| Task objective |
Copy out the entries below in full and exactly.

| Available data |
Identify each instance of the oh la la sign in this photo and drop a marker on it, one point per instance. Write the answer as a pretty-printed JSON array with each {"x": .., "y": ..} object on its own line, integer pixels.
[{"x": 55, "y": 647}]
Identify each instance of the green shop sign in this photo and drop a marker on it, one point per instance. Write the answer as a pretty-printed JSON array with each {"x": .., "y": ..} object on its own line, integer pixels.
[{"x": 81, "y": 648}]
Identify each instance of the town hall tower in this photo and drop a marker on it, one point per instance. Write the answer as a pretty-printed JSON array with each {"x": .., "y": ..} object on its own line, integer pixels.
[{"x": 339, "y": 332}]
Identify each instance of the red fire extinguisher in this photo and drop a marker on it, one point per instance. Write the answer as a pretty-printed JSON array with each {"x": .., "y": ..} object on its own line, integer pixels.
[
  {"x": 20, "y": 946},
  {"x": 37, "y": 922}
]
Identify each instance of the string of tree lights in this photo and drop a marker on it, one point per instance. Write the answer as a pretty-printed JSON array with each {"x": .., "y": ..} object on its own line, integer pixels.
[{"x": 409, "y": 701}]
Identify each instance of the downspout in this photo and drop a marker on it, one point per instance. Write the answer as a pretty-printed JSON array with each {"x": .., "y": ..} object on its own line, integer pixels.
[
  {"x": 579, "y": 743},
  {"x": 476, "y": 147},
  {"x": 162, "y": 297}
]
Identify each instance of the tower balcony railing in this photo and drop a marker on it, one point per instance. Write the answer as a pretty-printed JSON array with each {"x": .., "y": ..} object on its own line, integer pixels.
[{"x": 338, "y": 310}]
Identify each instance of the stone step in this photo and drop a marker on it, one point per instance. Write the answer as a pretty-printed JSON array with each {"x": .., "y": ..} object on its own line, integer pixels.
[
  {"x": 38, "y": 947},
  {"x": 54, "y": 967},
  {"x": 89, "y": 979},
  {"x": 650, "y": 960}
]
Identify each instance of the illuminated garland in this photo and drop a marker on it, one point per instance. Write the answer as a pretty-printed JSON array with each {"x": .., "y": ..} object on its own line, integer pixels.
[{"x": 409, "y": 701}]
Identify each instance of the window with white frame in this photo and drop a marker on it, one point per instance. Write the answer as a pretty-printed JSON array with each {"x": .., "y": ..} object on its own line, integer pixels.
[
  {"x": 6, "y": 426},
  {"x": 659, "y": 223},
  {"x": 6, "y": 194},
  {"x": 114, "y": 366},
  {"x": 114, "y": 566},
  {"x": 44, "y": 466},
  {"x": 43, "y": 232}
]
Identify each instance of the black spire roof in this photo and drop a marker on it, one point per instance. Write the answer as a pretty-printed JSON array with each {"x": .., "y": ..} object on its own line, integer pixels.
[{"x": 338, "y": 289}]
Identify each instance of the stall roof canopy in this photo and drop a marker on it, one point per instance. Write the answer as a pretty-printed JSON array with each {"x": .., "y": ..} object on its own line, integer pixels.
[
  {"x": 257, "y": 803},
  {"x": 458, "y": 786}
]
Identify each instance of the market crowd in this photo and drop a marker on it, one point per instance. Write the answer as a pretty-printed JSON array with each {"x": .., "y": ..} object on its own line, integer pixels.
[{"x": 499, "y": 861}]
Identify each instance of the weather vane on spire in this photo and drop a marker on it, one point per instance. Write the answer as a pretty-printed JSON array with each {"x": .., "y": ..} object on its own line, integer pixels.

| Answer to this exercise |
Identify each instance of the oh la la sign in this photo and drop a marker on it, one point per instance. Write the answer as a pretty-printed JSON array with each {"x": .., "y": ..} object on its own line, integer pixels.
[{"x": 55, "y": 647}]
Identify each instance of the green shop sign in this photo and drop a marker on it, one point per instance. Write the answer as a pretty-printed JSON array with each {"x": .., "y": ..} object on its own line, integer pixels.
[{"x": 81, "y": 648}]
Identify each instance of the town hall tower in this photo and drop a marker on it, one point per instance. Write the answer as a pretty-printed JSON array with each {"x": .., "y": ..} object on its own line, integer pixels.
[{"x": 339, "y": 332}]
Identify each instance of the red fire extinguisher in this photo and drop a marker on it, one point per instance. Write the answer as a pretty-printed JSON array with each {"x": .., "y": ..} object on its own line, integer pixels.
[
  {"x": 20, "y": 946},
  {"x": 37, "y": 922}
]
Identify each instance of the string of tree lights in this photo and drop a marker on it, one point per instance. Write the answer as a pretty-printed JSON array with each {"x": .., "y": ..} object on its own line, integer pixels.
[{"x": 409, "y": 701}]
Identify each instance of the downspout in this photo and drop a marker on it, one point per instance. Write the answer as a pretty-printed JSON array with each {"x": .., "y": ..} object on its own line, integer pixels.
[
  {"x": 579, "y": 743},
  {"x": 476, "y": 147},
  {"x": 162, "y": 297}
]
Identify each instance of the tower balcony railing in this photo and drop a marker on it, one point per instance. Write the answer as a pretty-printed JSON array with each {"x": .., "y": ..} object on its own line, integer pixels.
[{"x": 338, "y": 310}]
Identify each instance of the stone step in this photo and drop a marker on it, one point per instance. Write the answer as a pretty-printed JSON array with each {"x": .., "y": ..} object on its own line, integer pixels.
[
  {"x": 38, "y": 947},
  {"x": 54, "y": 967},
  {"x": 89, "y": 979},
  {"x": 650, "y": 960}
]
Identify each instance of the illuminated garland in this photo and drop a marker on it, one point per instance. Write the answer as a pretty-printed JSON array with each {"x": .., "y": ..} object on its own line, integer pixels.
[{"x": 409, "y": 701}]
Identify each instance of the window with white frame in this photo and drop a marker on it, one point per instance. Write the answer as a pretty-printed JSON array with each {"x": .., "y": ..} object on its own line, integer pixels.
[
  {"x": 6, "y": 426},
  {"x": 659, "y": 223},
  {"x": 6, "y": 194},
  {"x": 114, "y": 366},
  {"x": 114, "y": 566},
  {"x": 44, "y": 466},
  {"x": 43, "y": 232}
]
Identify each instance of the black spire roof in this photo and drop a marker on it, one point per instance. Write the answer as a pretty-printed JSON array with each {"x": .., "y": ..} object on its own line, integer pixels.
[{"x": 338, "y": 289}]
Identify each instance of the stall roof canopy in this photo and drop a marker on it, one point per instance. Write the answer as a pretty-printed JSON array with each {"x": .., "y": ..} object on its own line, integer pixels.
[
  {"x": 257, "y": 803},
  {"x": 458, "y": 786}
]
Identify each instance of the market crowd in this photo and drop a marker on it, one point per instance. Write the answer as a pretty-printed JSON array with each {"x": .., "y": ..} object on its own line, integer pixels.
[{"x": 499, "y": 861}]
Identify each instance of the weather vane on spire in this photo and drop a marker on it, one point per instance. Write the answer as a pretty-printed JSON array with each {"x": .., "y": ..} object on its own line, integer pixels.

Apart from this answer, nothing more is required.